Saved data entries:
──────────────────────────────

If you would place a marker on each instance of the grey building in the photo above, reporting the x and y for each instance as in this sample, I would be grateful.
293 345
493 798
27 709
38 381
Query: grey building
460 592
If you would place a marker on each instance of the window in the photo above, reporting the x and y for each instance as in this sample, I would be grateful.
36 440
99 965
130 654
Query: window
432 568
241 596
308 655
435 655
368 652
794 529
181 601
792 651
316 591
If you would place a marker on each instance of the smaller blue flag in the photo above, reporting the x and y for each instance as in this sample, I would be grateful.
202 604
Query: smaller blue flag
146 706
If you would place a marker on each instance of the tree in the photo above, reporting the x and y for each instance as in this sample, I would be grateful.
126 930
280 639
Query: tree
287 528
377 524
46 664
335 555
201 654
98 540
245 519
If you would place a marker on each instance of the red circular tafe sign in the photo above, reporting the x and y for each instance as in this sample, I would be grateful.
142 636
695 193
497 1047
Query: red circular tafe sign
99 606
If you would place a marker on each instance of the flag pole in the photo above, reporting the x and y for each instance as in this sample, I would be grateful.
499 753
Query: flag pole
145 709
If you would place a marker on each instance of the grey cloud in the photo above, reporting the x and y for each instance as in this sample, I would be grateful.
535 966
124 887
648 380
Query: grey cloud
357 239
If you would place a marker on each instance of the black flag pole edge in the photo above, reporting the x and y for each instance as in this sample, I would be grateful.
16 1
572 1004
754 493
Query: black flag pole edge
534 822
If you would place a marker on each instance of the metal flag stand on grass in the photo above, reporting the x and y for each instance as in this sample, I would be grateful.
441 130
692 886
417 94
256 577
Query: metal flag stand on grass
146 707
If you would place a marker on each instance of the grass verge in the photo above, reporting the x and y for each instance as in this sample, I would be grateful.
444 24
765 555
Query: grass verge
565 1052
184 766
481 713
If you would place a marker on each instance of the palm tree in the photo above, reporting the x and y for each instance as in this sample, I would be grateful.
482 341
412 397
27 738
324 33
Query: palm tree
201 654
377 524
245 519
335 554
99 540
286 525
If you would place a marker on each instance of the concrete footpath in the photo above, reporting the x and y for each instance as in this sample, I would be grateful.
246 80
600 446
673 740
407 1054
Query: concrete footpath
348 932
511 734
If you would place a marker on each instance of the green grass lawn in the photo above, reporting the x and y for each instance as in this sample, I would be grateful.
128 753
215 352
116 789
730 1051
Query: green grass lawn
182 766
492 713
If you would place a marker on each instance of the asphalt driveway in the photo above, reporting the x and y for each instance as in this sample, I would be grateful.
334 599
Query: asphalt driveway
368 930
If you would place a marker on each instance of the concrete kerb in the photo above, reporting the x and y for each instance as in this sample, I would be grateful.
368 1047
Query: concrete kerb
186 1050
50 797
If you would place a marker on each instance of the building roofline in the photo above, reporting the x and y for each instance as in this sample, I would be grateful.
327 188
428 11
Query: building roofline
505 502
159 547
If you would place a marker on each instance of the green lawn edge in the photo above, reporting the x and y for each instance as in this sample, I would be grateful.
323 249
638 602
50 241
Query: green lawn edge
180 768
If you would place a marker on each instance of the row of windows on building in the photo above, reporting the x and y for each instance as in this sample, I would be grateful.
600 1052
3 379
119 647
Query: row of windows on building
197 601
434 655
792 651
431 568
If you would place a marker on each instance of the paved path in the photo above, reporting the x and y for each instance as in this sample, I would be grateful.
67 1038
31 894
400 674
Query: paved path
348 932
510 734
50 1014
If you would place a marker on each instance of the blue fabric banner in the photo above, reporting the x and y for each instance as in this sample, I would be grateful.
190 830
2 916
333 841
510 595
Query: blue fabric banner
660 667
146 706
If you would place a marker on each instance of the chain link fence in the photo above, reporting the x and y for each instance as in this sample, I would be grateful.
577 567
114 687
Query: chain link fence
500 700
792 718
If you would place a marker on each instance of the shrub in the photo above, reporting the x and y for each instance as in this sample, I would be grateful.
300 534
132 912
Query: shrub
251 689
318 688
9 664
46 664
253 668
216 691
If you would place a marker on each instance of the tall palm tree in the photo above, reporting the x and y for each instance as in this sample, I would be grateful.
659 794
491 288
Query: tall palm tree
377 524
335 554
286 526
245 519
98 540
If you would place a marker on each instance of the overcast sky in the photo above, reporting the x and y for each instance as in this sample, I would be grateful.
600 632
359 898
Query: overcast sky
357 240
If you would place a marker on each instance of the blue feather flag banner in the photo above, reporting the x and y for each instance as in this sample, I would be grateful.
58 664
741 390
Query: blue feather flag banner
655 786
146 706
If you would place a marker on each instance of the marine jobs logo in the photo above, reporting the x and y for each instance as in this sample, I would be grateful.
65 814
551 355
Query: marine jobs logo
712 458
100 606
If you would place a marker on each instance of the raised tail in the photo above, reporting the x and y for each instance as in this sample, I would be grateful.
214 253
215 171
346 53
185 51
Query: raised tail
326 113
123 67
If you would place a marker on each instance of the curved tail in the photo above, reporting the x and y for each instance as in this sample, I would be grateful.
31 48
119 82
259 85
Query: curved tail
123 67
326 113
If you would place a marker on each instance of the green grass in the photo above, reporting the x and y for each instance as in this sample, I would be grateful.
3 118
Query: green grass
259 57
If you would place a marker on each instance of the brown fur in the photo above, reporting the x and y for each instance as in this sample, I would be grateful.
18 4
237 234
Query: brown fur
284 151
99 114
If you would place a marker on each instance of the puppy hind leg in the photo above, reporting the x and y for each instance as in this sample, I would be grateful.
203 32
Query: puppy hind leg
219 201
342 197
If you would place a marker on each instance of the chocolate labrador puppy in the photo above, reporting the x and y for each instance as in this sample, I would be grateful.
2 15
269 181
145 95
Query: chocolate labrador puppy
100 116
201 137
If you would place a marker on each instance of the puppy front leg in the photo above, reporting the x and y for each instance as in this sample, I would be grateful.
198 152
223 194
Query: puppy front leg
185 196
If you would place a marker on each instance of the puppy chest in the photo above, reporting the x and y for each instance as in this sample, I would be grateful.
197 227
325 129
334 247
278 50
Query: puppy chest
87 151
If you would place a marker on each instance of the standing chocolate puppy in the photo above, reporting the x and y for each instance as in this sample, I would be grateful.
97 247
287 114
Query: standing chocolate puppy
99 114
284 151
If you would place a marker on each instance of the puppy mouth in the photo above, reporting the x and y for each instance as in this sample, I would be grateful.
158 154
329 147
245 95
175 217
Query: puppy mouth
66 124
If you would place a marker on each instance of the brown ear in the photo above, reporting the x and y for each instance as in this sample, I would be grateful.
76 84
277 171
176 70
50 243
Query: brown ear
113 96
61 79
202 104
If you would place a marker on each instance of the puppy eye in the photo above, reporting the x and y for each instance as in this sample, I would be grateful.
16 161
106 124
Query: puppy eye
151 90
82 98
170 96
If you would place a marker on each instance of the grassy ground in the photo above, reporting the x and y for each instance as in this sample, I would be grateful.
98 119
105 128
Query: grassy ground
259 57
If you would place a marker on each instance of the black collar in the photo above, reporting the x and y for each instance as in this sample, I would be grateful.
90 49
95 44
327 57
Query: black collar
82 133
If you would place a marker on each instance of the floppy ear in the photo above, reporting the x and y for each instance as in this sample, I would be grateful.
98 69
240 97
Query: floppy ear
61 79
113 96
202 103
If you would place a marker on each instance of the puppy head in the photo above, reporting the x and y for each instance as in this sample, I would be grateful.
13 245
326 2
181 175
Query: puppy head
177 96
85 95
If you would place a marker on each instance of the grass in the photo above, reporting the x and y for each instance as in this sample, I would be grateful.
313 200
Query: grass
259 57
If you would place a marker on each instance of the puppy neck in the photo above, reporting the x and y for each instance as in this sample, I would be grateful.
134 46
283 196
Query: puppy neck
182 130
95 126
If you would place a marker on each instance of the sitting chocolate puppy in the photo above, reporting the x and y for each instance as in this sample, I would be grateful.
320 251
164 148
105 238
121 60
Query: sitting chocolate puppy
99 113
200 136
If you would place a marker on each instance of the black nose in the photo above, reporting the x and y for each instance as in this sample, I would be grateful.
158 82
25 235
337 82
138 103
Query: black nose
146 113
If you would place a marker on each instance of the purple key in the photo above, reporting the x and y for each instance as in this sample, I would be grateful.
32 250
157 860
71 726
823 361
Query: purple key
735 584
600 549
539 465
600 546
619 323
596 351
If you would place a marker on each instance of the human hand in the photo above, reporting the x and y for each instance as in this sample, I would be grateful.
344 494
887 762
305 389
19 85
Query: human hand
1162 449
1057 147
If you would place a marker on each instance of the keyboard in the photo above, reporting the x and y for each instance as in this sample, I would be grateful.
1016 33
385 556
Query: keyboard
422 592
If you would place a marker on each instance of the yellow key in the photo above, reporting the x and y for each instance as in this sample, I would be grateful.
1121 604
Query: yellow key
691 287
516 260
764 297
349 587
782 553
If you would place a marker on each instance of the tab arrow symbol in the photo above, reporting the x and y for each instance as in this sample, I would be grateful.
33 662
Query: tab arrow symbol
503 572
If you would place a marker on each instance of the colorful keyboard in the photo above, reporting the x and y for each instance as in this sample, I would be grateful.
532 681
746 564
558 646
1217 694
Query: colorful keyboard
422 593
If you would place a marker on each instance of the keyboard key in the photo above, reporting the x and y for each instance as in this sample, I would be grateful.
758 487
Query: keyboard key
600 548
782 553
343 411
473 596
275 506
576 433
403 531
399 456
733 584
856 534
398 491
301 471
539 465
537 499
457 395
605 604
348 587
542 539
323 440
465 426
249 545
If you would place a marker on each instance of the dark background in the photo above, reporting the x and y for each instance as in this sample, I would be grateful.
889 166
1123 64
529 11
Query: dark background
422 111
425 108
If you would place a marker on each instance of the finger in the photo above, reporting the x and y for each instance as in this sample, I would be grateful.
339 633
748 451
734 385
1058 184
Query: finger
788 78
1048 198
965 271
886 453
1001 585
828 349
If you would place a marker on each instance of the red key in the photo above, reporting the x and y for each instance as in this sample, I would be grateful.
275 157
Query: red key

──────────────────────────────

Print only the lines from the one with "of the dark" to the end of the records, both included.

**WORKED SOLUTION:**
If you would place a marker on each instance of the dark background in the photo above, reporting the x and y for each instance as in this sample, I would be grateful.
889 166
1123 64
529 11
Query: dark background
422 111
425 108
If you would place a marker on each instance of the finger in the photo above, reporting the x and y for each instance as in this sample, I would be grateful.
339 633
748 451
734 385
1058 184
Query: finger
788 78
1048 198
965 271
886 453
1001 585
828 349
If you would place a marker on each instance of the red key in the photo above, reporting the x and y for each instance as in this sample, I would be grateful.
275 157
Query: red key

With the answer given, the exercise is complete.